» Task
Could you put the lines of the items below into a numbered list, from the first line through the line with "302 316 349 340", leaving out any blank lines?

» Available data

----------------------------------------

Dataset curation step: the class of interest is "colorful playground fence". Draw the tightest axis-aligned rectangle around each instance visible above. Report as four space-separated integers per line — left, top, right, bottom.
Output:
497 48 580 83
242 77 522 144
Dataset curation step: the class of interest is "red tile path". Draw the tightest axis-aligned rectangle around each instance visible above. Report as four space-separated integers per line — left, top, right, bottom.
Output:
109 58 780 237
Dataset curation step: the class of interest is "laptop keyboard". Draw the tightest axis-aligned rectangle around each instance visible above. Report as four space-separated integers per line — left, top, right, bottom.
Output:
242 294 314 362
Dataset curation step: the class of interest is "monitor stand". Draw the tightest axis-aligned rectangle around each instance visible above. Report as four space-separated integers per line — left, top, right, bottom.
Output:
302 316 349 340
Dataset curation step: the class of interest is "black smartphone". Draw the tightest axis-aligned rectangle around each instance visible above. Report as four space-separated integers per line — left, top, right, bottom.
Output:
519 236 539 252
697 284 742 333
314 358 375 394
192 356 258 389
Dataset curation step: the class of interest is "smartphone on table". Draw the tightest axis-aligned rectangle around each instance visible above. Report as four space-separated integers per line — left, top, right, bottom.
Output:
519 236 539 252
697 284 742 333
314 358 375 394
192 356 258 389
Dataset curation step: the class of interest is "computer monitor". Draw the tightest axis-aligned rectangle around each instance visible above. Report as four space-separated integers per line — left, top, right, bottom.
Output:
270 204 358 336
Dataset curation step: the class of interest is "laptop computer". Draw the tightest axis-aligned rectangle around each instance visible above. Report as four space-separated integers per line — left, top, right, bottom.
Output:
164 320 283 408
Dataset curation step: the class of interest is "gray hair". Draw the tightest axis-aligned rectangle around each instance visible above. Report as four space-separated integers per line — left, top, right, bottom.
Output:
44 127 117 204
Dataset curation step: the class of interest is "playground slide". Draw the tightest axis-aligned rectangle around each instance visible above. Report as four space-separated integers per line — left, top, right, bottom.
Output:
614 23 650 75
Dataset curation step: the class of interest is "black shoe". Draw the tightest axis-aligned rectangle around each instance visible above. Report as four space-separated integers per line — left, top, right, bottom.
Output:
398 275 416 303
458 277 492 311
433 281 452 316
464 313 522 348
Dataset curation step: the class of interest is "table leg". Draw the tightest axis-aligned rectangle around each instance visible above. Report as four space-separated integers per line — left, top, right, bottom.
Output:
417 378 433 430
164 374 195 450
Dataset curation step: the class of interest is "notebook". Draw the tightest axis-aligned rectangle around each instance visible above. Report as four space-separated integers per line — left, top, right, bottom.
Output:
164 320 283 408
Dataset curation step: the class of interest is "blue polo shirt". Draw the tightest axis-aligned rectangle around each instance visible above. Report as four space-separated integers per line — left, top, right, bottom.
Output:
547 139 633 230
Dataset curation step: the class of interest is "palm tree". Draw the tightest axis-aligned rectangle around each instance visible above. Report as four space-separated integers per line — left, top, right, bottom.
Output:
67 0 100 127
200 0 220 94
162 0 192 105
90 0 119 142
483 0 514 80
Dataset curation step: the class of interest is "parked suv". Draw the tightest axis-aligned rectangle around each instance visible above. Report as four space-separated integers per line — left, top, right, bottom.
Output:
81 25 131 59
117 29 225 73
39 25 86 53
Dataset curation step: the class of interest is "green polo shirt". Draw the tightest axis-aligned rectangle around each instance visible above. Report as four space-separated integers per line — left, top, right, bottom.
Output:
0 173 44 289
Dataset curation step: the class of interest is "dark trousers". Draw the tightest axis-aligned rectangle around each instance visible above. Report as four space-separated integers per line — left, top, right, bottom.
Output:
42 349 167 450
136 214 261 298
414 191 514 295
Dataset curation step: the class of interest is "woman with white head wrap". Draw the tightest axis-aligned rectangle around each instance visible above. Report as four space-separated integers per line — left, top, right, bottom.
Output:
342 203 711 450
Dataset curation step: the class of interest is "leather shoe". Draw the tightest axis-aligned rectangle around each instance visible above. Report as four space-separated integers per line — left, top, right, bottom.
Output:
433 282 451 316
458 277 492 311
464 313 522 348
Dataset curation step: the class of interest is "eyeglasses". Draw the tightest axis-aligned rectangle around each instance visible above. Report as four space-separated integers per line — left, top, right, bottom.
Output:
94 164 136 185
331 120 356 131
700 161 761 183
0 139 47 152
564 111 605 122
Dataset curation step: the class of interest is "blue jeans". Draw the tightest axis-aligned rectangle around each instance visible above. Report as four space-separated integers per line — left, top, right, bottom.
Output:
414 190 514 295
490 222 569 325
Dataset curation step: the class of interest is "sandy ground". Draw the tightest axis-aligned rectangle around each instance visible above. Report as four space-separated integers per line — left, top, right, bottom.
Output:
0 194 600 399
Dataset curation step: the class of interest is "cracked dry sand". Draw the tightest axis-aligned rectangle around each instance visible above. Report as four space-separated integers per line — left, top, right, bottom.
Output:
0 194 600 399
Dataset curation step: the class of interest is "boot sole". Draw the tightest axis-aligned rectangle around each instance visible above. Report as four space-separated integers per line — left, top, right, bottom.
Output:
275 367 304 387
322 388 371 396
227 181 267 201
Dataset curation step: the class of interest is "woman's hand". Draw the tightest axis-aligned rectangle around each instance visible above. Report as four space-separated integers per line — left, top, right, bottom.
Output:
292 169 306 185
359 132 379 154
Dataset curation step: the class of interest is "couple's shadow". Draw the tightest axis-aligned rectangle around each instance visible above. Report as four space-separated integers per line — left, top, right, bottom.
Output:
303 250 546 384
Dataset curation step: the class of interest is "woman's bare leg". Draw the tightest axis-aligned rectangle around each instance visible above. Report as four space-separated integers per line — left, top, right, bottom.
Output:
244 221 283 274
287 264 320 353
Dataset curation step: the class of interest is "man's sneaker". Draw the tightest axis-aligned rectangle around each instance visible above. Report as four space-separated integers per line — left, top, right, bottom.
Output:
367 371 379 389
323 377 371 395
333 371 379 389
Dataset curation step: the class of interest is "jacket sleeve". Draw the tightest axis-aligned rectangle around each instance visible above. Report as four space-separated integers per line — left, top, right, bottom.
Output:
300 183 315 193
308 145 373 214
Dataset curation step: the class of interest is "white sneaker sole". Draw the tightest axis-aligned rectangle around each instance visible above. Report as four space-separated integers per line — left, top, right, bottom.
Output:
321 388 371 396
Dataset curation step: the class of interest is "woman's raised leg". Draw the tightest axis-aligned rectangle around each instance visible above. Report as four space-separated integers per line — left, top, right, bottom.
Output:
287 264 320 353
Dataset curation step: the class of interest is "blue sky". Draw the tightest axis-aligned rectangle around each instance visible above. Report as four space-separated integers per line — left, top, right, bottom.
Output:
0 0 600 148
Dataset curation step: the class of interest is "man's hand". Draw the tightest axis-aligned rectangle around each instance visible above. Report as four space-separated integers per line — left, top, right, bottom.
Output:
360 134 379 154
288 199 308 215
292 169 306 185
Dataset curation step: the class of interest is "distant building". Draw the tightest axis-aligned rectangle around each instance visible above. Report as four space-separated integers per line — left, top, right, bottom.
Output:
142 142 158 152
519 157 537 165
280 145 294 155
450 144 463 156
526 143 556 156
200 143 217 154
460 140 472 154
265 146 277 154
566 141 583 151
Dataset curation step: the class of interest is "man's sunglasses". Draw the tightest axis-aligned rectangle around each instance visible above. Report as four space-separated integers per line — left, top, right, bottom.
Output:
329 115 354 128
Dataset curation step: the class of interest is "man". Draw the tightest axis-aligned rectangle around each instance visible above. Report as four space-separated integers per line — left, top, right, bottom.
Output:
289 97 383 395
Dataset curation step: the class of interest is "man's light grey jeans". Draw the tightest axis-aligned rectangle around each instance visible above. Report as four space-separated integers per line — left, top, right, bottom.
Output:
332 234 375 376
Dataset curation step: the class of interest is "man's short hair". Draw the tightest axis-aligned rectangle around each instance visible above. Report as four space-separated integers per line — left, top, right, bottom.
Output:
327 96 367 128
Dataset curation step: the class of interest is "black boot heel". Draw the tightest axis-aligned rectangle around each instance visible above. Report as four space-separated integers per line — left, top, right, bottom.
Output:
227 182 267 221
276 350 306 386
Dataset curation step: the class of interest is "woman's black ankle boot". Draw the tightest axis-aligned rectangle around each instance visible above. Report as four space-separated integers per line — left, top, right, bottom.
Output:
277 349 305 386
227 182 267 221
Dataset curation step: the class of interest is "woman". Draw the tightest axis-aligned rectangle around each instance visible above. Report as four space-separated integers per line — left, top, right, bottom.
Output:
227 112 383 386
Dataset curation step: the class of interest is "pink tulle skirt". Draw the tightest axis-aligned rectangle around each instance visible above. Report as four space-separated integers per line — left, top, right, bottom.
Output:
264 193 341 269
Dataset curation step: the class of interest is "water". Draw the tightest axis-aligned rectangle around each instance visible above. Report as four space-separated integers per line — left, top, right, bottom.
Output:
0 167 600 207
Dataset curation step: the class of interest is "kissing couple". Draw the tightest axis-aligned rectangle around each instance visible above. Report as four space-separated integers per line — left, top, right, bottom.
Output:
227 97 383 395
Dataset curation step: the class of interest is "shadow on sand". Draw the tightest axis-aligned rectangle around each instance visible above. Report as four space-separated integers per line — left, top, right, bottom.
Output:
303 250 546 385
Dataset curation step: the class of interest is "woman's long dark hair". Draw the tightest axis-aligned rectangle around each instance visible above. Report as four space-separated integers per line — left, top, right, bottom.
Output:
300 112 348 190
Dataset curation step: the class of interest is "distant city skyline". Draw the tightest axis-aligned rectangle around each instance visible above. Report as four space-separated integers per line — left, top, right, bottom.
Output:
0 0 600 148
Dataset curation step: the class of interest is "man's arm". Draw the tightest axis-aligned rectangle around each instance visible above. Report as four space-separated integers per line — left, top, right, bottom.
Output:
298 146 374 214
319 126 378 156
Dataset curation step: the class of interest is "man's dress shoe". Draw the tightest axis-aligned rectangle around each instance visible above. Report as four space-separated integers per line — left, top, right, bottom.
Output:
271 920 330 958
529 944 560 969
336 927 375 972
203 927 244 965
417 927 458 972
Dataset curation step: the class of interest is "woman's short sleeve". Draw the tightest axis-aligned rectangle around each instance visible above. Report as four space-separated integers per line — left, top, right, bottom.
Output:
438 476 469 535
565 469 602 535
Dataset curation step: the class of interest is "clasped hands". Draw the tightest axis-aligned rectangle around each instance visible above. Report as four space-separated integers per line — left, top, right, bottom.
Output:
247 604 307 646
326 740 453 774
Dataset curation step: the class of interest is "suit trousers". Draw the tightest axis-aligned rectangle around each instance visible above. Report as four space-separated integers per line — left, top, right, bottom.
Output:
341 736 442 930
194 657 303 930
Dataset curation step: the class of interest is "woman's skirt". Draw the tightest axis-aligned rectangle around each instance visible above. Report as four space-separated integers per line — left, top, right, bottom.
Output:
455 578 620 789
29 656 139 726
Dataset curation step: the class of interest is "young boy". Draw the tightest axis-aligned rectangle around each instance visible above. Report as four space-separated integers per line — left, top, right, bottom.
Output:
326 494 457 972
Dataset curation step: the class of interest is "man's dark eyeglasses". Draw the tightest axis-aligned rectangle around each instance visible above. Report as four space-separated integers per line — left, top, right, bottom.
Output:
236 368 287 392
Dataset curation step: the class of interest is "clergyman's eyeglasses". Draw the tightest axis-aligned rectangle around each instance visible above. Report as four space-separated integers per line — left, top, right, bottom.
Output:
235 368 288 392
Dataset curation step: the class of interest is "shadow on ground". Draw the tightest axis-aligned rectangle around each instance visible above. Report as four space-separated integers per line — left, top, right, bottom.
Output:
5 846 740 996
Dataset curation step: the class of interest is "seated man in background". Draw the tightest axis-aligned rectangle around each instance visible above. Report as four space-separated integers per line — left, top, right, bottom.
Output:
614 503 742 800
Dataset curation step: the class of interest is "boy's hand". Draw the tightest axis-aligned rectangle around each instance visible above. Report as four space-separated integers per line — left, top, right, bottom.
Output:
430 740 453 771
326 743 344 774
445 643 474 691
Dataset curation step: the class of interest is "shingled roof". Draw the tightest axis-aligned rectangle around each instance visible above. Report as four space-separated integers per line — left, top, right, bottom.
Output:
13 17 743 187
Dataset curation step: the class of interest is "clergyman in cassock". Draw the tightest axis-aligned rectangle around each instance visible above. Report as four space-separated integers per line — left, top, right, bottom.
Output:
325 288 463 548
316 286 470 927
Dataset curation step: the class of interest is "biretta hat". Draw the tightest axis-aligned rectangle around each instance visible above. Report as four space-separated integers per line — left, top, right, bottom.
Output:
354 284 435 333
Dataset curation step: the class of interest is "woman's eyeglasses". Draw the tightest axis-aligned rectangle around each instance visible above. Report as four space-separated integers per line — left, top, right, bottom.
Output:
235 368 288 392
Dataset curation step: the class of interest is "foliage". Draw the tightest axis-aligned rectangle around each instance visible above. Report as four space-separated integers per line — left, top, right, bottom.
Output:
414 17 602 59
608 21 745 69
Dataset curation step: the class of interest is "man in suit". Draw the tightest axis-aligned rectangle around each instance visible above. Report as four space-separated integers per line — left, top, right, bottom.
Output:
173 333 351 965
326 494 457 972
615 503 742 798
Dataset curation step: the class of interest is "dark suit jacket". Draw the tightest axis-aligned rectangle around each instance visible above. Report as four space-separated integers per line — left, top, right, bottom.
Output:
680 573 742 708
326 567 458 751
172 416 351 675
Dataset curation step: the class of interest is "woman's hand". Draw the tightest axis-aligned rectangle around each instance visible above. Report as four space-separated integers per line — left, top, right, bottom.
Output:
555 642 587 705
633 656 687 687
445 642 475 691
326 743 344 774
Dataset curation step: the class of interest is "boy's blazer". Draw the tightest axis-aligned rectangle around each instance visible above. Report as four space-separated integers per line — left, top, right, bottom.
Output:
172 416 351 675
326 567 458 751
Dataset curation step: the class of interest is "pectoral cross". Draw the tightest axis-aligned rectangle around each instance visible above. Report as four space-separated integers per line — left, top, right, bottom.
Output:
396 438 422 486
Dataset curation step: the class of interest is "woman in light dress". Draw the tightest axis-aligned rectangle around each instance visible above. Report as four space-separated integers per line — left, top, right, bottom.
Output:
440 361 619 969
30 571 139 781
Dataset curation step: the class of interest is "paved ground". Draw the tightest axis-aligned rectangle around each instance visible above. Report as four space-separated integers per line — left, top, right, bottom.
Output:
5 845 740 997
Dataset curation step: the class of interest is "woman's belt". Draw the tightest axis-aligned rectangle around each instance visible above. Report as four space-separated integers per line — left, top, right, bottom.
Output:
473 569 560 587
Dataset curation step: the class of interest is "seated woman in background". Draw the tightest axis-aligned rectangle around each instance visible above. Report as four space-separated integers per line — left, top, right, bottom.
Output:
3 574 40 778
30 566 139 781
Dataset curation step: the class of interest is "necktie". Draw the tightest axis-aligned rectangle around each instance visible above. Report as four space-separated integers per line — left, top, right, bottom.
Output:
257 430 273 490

----------------------------------------

» Exercise solution
1. Dataset curation step: the class of interest is "colorful playground fence". Draw the tightest axis-aligned rectangle around each instance visible above. Report as four space-separated integers per line — left, top, right, bottom.
2. Output:
3. 497 48 580 83
4. 242 77 522 144
5. Dataset curation step: the class of interest is "red tile path". Draw the tightest axis-aligned rectangle around each instance visible above. Report as four space-separated integers per line — left, top, right, bottom.
6. Output:
7. 109 58 780 237
8. Dataset curation step: the class of interest is "laptop keyboard". Draw the tightest axis-aligned rectangle around each instance visible above. Report as four space-separated integers per line — left, top, right, bottom.
9. Output:
10. 242 294 314 362
11. Dataset curation step: the class of interest is "monitor stand". Draw the tightest axis-aligned rectangle around each instance visible above. Report as four space-separated integers per line — left, top, right, bottom.
12. Output:
13. 302 316 349 340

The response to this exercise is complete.